___ Selected excerpt ___

Keir Starmer still clearly misses opposition. He spent almost as much of his reset speech complaining about the Tories and the mess he feels they made of things as he did talking about what he is actually doing. It’s almost as though government has turned out to be harder and less enjoyable than even he had predicted. He spent the first few minutes of his speech listing in his usual exasperated tones the ways in which the Conservatives had failed the country, deploying his analogy about tackling damp in a household by using a hairdryer, before saying: ‘Stabilising the economy, fixing the foundations, clearing up the mess – so we can take the country forward with our missions.’
What the Prime Minister actually wants to do is ‘challenging’, he claimed. He announced six ‘measurable milestones’ which he said his government is now able to focus on, having built a ‘strong foundation’. They are: raising living standards in every part of the UK; rebuilding Britain with 1.5 million homes and fast-tracking planning decisions on major infrastructure projects; ending hospital backlogs and meeting the standard of 92 per cent of patients being treated within 18 weeks; putting police back on the beat; giving children the best start in life; and securing homegrown energy and putting the UK on track to 95 per cent clean power by 2030. The problem, of course, with setting out any list of priorities is that others are conspicuous by their absence, which is why Starmer was immediately asked why immigration wasn’t on the list. In the speech he had insisted that ‘ border security’ was one of the ‘fundamentals’ that would never change, promising ‘this government will reduce immigration – legal and illegal – because that is what working people want and not just on migration itself’. But even in that, he sounded more energised by his critique of the ‘absolutely unforgivable’ way the Tories had ‘lost control of migration’ than he did by what he plans to do differently.

___ Input data ___

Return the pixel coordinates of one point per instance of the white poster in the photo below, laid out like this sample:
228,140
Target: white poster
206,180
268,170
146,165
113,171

___

[Work request A]:
In the Starmer speech piece, what analogy does he use for the Conservatives' approach to the country's problems?
[Work request B]:
Extend the Starmer speech piece, continuing on from its final sentence.

[Final answer A]:
Tackling damp in a household by using a hairdryer.

[Final answer B]:
What does Starmer actually mean when he describes these priorities as ‘measurable milestones’? It doesn’t make a huge amount of sense given milestones are in fact a marker of a measurement, so well done to whoever came up with that phrase. He said: ‘The job of these milestones is to take our country forward, drive reform through the public sector, it’s not about making the government look good. So yes – they are risky for us. Country first, party second, because this is something we’ve totally lost sight of in British politics and, to be honest, across Whitehall as well.’ He claimed that Westminster culture meant that people confused being careful about making promises you can’t keep with setting ‘targets that will happen anyway’, and that the pledge on the NHS, for instance, was going to be really difficult to meet. Again he detailed the problems with the previous Tory administrations, saying ‘our plan for a change is a break, both with the unrealistic bluster of Boris Johnson and the acceptance of decline that was Rishi Sunak’s five pledges’. Starmer has long been more comfortable with defining himself as what he isn’t, rather than what he is, and today’s speech didn’t change that either.